RECORDS FOR THE TASK Block Start

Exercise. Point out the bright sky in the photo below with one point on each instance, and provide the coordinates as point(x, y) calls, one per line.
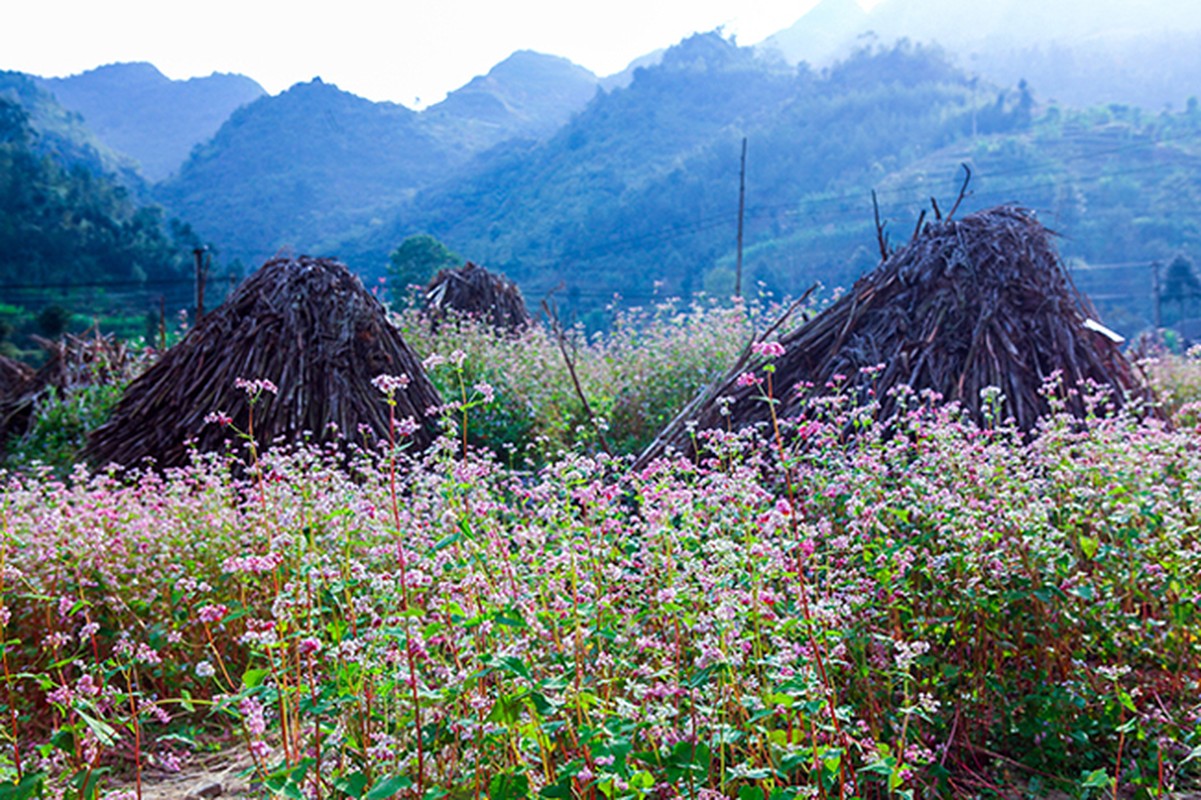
point(399, 51)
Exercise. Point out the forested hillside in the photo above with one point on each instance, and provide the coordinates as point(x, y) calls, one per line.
point(297, 168)
point(147, 115)
point(641, 187)
point(73, 243)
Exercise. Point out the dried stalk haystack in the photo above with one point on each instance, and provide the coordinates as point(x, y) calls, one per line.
point(473, 291)
point(968, 304)
point(305, 324)
point(71, 362)
point(13, 377)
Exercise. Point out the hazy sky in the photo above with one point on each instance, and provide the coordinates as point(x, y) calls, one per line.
point(396, 51)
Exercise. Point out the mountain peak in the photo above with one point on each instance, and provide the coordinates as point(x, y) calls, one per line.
point(820, 34)
point(138, 111)
point(529, 94)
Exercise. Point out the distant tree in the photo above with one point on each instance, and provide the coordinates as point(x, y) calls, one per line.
point(416, 261)
point(1182, 286)
point(13, 123)
point(53, 321)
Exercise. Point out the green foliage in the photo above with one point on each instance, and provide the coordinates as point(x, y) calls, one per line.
point(72, 239)
point(60, 424)
point(416, 261)
point(635, 376)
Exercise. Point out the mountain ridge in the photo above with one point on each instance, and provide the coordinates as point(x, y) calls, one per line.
point(137, 111)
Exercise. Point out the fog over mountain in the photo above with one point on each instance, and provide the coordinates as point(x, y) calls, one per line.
point(141, 112)
point(1077, 53)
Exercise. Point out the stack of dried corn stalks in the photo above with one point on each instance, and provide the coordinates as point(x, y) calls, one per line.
point(308, 327)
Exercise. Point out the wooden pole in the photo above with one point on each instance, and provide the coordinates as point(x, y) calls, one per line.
point(742, 202)
point(1157, 294)
point(162, 322)
point(199, 281)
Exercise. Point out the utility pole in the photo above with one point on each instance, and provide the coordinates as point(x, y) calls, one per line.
point(199, 281)
point(742, 202)
point(162, 322)
point(1157, 296)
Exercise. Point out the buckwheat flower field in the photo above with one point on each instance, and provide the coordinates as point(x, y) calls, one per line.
point(831, 607)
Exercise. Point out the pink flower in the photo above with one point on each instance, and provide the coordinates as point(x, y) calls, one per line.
point(210, 614)
point(769, 348)
point(390, 383)
point(254, 388)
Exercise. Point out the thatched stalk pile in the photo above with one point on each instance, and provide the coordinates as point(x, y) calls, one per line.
point(13, 377)
point(71, 362)
point(473, 291)
point(308, 327)
point(968, 304)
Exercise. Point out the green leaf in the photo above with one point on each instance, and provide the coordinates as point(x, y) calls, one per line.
point(515, 666)
point(446, 541)
point(29, 786)
point(254, 678)
point(103, 732)
point(352, 784)
point(508, 787)
point(388, 787)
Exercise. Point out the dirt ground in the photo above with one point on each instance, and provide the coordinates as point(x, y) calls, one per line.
point(213, 775)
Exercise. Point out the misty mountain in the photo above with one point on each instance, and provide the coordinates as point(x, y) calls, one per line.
point(63, 135)
point(294, 168)
point(640, 189)
point(317, 163)
point(1110, 51)
point(527, 95)
point(141, 112)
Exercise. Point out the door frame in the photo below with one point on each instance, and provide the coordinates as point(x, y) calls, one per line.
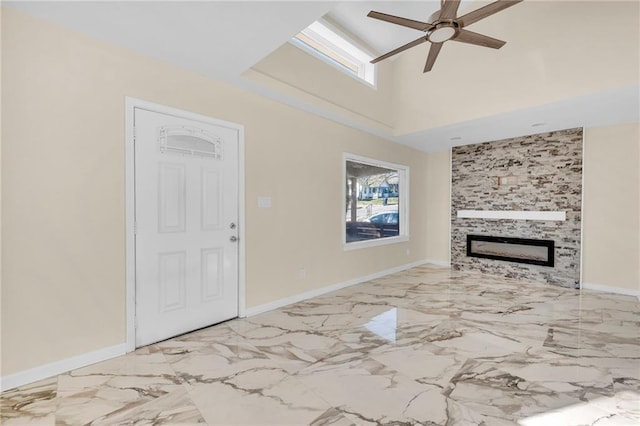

RECORDS FOR THE TASK Block End

* _PROMPT_: Write out the data once more exactly, omitting the pictures.

* _WRITTEN ANSWER_:
Exercise. Point out the bright sky in the photo below with one point on each instance, and provide the coordinates as point(x, y) calls, one per line.
point(399, 51)
Exercise. Point out the forested hillside in the photo above with one point on each instance, and provide the coordinates as point(x, y) calls, one per line.
point(297, 168)
point(147, 115)
point(641, 187)
point(73, 243)
Exercise. Point out the dried stalk haystack in the photo above with one point on each instance, and provide the coordinates as point(x, y) calls, one per line.
point(473, 291)
point(968, 304)
point(305, 324)
point(71, 362)
point(13, 377)
Exercise. Point out the hazy sky in the photo above with one point on each instance, and provide the coordinates as point(x, y) calls, one per line.
point(396, 51)
Exercise. Point out the mountain peak in the photo above with one point on each instance, and provide the coordinates as point(x, y) calls, one per line.
point(820, 34)
point(138, 111)
point(529, 94)
Exercise. Point out the distant tree in the photo above with one point on each instance, and provide the coordinates as point(x, y) calls, one per line.
point(416, 261)
point(1182, 286)
point(13, 123)
point(53, 321)
Exercise. Point out the green foliage in the photo above with one point on each instance, and provide the coordinates as point(x, y) calls, one per line.
point(72, 239)
point(60, 424)
point(416, 261)
point(635, 376)
Exercise. Point out the mountain ridge in the photo above with one point on each instance, and provide the coordinates as point(x, y) calls, one per line.
point(137, 111)
Exercise. Point out the fog over mountain in the photo above with one point on each instance, and provide the coordinates as point(x, y) calls, one per line.
point(141, 112)
point(1077, 53)
Exercise. Point out the stack of dried corn stalks in the photo above with one point on each instance, and provide the coordinates as point(x, y) calls, one per line.
point(308, 327)
Exercise. Point out the wooden pole in the photo above with one point on each instance, and provide the coordinates as point(x, y) calls, one per line.
point(742, 202)
point(1157, 294)
point(162, 322)
point(199, 281)
Exercise. Point out the utility pole in the photo above with one point on each instance, and provide the coordinates as point(x, y) calls, one per line.
point(199, 281)
point(742, 202)
point(162, 322)
point(1157, 296)
Exercise. Point out the buckwheat flower field in the photo above with one point on each instance, and provide the coordinates as point(x, y) calls, one per line.
point(831, 607)
Exercise. Point out the pink flower in the photo above with one point on each instance, and provide the coordinates as point(x, y) calls, one per line.
point(210, 614)
point(769, 348)
point(390, 383)
point(254, 388)
Exercise. Point out the thatched stalk pile in the photo above with one point on each instance, and provide the coordinates as point(x, y) calls, one per line.
point(13, 377)
point(71, 362)
point(473, 291)
point(308, 327)
point(968, 304)
Exercise. Point out the green leaf in the photo above with one point on each instance, and provide the coordinates as point(x, y) calls, one per line.
point(515, 666)
point(446, 541)
point(29, 786)
point(254, 678)
point(103, 732)
point(352, 784)
point(508, 787)
point(388, 787)
Exercise. Point out the dirt ground in the photo above with one point on each instance, and provide the coordinates as point(x, y) calls, one per line.
point(213, 775)
Exercise. Point out the misty mountain in the photo above with one point on each instance, and provide the coordinates as point(x, y) calls, one per line.
point(63, 135)
point(294, 168)
point(640, 189)
point(317, 163)
point(1110, 51)
point(527, 95)
point(141, 112)
Exercise. Point out the door frame in the photo below with one point on each instance, and provide the coordinates as point(x, y) calls, one per line.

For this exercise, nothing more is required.